◆ 抜粋本文
***

説明

半導体装置及び半導体装置の製造方法

【課題】エッチングストッパ膜を有し、配線間容量の増大を抑制可能な半導体装置及び半導体装置の製造方法を提供する。
【解決手段】半導体基板11と、半導体基板11の表面上部に配設された層間絶縁膜29と、層間絶縁膜29に埋め込まれ、半導体基板11に対向する上面が層間絶縁膜29の上面と面一に配設され、互いに離間して配置された複数のビアプラグ31と、層間絶縁膜29及びビアプラグ31の表面上部に配設された層間絶縁膜39と、層間絶縁膜39によって分離され、ビアプラグ31と接続され、ビアプラグ31に対向する上面が層間絶縁膜39の上面と面一に配設され、層間絶縁膜39を挟んで相対向する側面に、層間絶縁膜29の側から順に、層間絶縁膜29とはエッチング性が異なり且つ層間絶縁膜39より比誘電率の高い側壁絶縁膜35、及び側壁絶縁膜35とはエッチング性が異なる側壁絶縁膜37を有する複数の第2配線33とを備える。

【発明の詳細な説明】
【技術分野】
【0001】
本発明は、小さい配線間隔を有する半導体装置及び半導体装置の製造方法に関する。

***

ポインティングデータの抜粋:
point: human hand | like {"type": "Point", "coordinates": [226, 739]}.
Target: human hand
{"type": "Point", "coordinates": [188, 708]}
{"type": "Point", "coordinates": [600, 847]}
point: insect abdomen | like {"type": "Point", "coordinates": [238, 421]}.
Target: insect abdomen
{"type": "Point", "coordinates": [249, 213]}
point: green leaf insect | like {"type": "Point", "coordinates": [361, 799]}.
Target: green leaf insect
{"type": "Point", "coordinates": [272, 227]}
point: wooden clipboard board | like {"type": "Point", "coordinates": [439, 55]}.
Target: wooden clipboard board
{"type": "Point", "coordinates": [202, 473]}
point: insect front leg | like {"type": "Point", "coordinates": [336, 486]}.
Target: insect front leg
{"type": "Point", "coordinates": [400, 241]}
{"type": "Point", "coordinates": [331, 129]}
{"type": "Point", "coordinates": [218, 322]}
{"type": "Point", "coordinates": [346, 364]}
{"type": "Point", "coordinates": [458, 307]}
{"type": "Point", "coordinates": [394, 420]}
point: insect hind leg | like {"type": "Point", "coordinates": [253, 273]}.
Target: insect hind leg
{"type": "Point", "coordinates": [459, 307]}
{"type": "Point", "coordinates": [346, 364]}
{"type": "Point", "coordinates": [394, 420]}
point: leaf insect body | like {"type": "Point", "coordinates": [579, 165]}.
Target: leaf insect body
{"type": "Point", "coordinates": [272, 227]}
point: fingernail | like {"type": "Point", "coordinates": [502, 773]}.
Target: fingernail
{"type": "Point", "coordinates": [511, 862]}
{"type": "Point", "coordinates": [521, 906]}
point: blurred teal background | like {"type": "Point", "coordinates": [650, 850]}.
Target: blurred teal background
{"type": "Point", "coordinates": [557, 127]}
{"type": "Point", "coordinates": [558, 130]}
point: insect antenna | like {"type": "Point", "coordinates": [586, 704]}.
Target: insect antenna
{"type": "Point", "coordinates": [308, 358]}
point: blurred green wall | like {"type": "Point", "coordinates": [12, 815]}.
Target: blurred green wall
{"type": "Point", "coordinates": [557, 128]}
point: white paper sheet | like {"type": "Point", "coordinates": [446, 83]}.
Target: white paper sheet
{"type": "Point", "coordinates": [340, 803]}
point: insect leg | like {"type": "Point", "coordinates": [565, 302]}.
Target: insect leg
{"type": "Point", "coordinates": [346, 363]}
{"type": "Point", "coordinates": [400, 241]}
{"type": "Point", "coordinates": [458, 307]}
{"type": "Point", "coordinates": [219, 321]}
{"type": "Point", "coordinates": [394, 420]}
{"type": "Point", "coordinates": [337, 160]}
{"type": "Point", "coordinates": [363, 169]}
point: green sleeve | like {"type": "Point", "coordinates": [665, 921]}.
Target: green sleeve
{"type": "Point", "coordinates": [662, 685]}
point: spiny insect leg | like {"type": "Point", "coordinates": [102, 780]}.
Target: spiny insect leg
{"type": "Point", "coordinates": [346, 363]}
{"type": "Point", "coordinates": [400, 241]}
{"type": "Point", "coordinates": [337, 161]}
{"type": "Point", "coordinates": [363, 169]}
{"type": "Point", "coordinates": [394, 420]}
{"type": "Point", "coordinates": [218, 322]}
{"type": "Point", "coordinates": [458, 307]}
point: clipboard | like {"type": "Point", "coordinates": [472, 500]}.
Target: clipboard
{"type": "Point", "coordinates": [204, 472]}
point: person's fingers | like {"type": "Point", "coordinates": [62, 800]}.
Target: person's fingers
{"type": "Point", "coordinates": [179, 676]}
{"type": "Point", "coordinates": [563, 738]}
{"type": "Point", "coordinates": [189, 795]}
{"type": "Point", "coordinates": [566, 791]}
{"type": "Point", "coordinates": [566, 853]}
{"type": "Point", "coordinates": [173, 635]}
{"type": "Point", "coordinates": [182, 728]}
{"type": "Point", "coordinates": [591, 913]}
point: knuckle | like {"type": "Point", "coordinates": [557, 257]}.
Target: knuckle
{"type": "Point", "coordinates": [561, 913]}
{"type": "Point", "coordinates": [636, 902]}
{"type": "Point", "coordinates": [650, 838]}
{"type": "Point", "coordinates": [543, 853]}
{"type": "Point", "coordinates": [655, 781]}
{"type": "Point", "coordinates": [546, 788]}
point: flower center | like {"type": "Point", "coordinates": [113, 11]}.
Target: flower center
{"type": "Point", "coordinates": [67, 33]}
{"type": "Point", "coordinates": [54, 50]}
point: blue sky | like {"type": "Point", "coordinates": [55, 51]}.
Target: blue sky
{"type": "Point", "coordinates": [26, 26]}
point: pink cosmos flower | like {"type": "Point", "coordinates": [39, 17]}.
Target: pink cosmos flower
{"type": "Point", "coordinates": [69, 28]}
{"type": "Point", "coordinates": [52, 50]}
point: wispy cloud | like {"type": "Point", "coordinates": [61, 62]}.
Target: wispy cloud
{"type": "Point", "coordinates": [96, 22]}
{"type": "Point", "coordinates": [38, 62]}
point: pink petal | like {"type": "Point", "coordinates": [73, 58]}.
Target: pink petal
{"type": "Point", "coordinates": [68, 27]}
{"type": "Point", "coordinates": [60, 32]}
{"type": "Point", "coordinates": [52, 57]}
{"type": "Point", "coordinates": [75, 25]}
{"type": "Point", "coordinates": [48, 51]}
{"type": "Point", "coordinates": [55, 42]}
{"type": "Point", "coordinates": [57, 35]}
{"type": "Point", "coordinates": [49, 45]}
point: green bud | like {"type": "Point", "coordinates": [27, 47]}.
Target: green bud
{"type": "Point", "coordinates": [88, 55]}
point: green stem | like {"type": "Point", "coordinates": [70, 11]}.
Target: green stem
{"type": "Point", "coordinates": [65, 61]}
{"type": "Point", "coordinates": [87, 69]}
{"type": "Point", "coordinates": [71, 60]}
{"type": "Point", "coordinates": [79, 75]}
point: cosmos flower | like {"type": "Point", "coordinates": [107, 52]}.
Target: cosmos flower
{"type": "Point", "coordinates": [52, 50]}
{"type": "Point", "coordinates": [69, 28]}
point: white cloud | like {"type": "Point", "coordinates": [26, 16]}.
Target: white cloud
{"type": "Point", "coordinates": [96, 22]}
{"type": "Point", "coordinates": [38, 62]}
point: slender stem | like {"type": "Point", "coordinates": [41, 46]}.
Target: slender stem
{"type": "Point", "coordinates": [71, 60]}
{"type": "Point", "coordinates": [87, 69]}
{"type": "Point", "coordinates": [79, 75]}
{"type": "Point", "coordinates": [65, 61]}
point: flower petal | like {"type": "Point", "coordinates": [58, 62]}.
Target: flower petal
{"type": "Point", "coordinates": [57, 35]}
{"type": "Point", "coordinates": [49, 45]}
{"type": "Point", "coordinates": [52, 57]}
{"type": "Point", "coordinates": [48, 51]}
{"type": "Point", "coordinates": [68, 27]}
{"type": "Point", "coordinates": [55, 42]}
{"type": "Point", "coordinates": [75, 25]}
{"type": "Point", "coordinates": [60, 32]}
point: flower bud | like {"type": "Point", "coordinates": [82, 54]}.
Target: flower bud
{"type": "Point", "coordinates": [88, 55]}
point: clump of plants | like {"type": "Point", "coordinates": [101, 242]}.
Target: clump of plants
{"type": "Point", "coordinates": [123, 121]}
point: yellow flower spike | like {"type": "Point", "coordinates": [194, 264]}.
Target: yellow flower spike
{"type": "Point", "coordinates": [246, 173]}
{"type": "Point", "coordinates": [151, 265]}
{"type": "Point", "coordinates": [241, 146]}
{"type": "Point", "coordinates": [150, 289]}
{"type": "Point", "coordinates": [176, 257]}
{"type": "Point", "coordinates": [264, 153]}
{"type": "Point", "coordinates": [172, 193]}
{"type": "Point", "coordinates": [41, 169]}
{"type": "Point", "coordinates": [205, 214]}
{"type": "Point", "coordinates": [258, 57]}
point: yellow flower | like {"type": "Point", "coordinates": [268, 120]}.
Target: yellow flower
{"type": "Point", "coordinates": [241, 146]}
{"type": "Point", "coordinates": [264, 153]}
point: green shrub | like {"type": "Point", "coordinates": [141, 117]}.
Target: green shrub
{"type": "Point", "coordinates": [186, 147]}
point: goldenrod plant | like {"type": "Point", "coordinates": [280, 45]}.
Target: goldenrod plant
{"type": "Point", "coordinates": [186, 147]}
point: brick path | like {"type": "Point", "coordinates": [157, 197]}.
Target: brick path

***

上にある半導体装置についての本文を、一字一句変えずに全文出力してください。

説明

半導体装置及び半導体装置の製造方法

【課題】エッチングストッパ膜を有し、配線間容量の増大を抑制可能な半導体装置及び半導体装置の製造方法を提供する。
【解決手段】半導体基板11と、半導体基板11の表面上部に配設された層間絶縁膜29と、層間絶縁膜29に埋め込まれ、半導体基板11に対向する上面が層間絶縁膜29の上面と面一に配設され、互いに離間して配置された複数のビアプラグ31と、層間絶縁膜29及びビアプラグ31の表面上部に配設された層間絶縁膜39と、層間絶縁膜39によって分離され、ビアプラグ31と接続され、ビアプラグ31に対向する上面が層間絶縁膜39の上面と面一に配設され、層間絶縁膜39を挟んで相対向する側面に、層間絶縁膜29の側から順に、層間絶縁膜29とはエッチング性が異なり且つ層間絶縁膜39より比誘電率の高い側壁絶縁膜35、及び側壁絶縁膜35とはエッチング性が異なる側壁絶縁膜37を有する複数の第2配線33とを備える。

【発明の詳細な説明】
【技術分野】
【0001】
本発明は、小さい配線間隔を有する半導体装置及び半導体装置の製造方法に関する。